→ **Task**: Please present the items below as a numbered list, from the line with "Select all occurrences of dark blue shorts." up to and including the line with "[0,0,87,298]", leaving out any blank lines.

→ **Entries**:
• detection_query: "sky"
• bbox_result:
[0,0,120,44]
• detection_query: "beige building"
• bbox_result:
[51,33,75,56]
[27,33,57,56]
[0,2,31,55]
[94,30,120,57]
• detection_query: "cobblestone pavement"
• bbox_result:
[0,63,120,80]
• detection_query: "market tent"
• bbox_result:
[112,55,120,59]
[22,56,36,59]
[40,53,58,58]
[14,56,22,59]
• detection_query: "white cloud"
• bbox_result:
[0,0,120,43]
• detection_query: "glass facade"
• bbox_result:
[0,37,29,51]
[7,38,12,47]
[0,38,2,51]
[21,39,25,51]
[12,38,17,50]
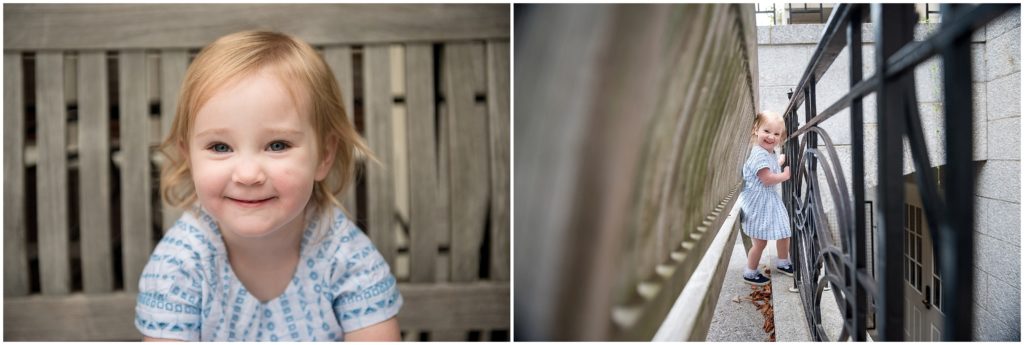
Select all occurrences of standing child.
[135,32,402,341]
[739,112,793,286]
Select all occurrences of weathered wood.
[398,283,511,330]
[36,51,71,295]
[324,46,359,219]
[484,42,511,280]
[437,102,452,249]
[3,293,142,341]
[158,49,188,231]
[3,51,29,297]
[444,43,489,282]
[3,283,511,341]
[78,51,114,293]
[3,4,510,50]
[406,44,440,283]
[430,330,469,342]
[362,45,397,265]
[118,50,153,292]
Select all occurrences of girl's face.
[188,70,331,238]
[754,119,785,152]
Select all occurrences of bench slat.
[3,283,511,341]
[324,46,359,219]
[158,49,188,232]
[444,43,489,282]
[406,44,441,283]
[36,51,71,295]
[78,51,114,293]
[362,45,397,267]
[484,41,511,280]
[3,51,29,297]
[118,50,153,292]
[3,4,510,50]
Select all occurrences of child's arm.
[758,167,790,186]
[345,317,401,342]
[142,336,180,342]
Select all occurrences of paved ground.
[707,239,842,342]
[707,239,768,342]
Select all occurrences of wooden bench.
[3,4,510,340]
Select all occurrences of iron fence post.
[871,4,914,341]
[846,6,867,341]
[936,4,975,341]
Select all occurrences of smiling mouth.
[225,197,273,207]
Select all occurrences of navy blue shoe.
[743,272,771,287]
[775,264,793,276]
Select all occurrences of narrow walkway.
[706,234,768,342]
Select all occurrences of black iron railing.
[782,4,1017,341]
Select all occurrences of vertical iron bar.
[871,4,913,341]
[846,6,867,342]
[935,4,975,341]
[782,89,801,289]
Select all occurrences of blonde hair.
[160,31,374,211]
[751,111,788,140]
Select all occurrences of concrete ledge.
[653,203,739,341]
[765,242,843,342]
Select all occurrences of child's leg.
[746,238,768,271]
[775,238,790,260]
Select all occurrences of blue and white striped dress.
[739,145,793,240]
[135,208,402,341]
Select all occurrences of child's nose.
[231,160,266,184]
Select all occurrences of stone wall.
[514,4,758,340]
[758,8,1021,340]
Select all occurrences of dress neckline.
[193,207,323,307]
...
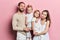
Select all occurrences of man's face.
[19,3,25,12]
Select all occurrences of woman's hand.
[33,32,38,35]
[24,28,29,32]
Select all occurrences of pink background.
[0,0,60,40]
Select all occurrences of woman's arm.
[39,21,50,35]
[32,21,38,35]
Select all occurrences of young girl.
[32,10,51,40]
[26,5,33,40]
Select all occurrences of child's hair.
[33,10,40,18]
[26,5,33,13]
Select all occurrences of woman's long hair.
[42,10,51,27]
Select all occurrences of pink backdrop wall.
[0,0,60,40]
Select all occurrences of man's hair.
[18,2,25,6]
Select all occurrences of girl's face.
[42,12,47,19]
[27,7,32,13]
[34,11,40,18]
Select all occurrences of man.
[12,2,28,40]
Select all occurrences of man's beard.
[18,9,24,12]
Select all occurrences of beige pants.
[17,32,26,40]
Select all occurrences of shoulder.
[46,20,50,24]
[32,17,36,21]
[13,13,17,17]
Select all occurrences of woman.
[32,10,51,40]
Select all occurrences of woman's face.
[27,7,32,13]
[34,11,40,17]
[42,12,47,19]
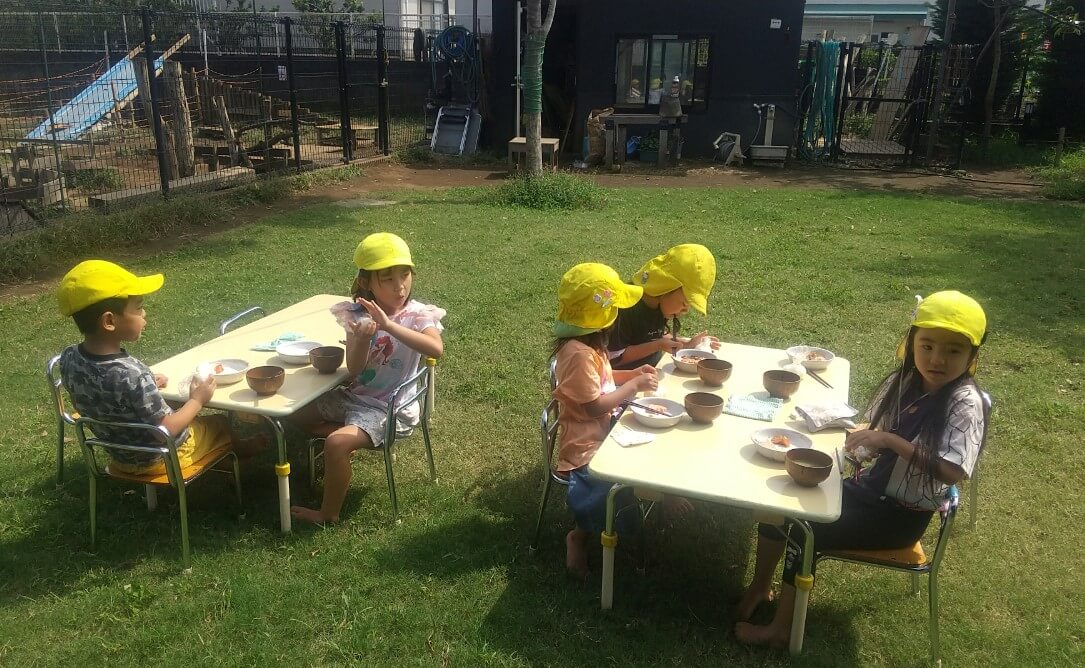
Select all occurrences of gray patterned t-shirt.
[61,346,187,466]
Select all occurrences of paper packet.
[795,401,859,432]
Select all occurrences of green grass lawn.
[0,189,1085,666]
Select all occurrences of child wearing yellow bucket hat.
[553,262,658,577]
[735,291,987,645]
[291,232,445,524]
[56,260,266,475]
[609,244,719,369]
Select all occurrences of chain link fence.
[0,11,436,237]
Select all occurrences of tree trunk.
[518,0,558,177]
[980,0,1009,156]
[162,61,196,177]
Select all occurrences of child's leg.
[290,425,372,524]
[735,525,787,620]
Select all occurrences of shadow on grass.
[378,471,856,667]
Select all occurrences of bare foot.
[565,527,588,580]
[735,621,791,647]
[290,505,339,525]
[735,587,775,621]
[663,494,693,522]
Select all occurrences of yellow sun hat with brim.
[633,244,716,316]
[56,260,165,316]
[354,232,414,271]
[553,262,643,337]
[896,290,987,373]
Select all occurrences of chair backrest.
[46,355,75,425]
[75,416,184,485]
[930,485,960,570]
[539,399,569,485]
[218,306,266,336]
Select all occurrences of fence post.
---
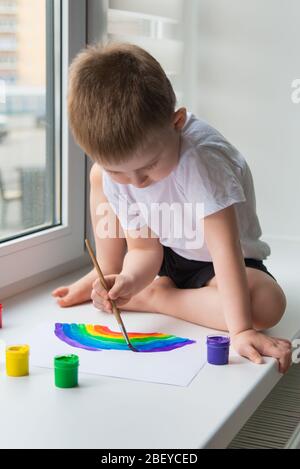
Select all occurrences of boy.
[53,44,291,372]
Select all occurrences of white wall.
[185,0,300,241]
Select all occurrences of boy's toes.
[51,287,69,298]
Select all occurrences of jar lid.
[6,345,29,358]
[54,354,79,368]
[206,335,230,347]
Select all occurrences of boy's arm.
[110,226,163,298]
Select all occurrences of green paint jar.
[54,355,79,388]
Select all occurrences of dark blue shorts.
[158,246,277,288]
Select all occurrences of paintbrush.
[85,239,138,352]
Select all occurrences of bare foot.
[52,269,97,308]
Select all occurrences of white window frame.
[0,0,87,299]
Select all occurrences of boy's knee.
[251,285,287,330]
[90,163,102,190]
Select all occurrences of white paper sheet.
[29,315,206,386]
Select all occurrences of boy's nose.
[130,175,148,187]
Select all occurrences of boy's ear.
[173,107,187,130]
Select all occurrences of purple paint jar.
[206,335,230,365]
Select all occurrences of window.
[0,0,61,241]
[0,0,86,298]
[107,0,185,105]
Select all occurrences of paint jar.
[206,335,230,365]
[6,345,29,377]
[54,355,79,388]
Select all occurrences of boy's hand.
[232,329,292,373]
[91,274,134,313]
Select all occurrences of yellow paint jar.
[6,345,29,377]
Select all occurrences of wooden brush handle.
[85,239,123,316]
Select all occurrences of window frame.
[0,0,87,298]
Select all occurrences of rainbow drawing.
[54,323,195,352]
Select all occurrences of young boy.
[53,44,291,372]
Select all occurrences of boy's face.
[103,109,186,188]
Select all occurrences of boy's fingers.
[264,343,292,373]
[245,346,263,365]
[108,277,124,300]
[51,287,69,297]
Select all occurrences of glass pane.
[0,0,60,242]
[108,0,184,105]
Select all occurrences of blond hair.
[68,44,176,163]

→ **The completed task**:
1. Select all occurrences of dark blue shorts.
2. [158,246,277,288]
3. Select all occurrences of paintbrush.
4. [85,239,138,352]
5. Select all occurrences of bare foot.
6. [52,269,97,308]
7. Select all occurrences of white window frame.
8. [0,0,87,299]
9. Select all occurrences of boy's knee.
10. [251,285,287,330]
11. [90,163,102,190]
12. Select all occurrences of white paper sheet.
13. [29,315,206,386]
14. Select all occurrences of boy's nose.
15. [130,175,148,187]
16. Select all occurrences of boy's ear.
17. [173,107,187,130]
18. Select all occurrences of purple paint jar.
19. [206,335,230,365]
20. Select all occurrences of window.
21. [0,0,61,241]
22. [0,0,86,298]
23. [107,0,185,105]
24. Select all occurrences of paint jar.
25. [206,335,230,365]
26. [6,345,29,377]
27. [54,355,79,388]
28. Select all occurrences of boy's hand.
29. [232,329,292,373]
30. [91,274,134,313]
31. Select all occurrences of yellow paint jar.
32. [6,345,29,377]
33. Select all occurrences of wooden brush handle.
34. [85,239,123,316]
35. Select all occurrences of window frame.
36. [0,0,87,298]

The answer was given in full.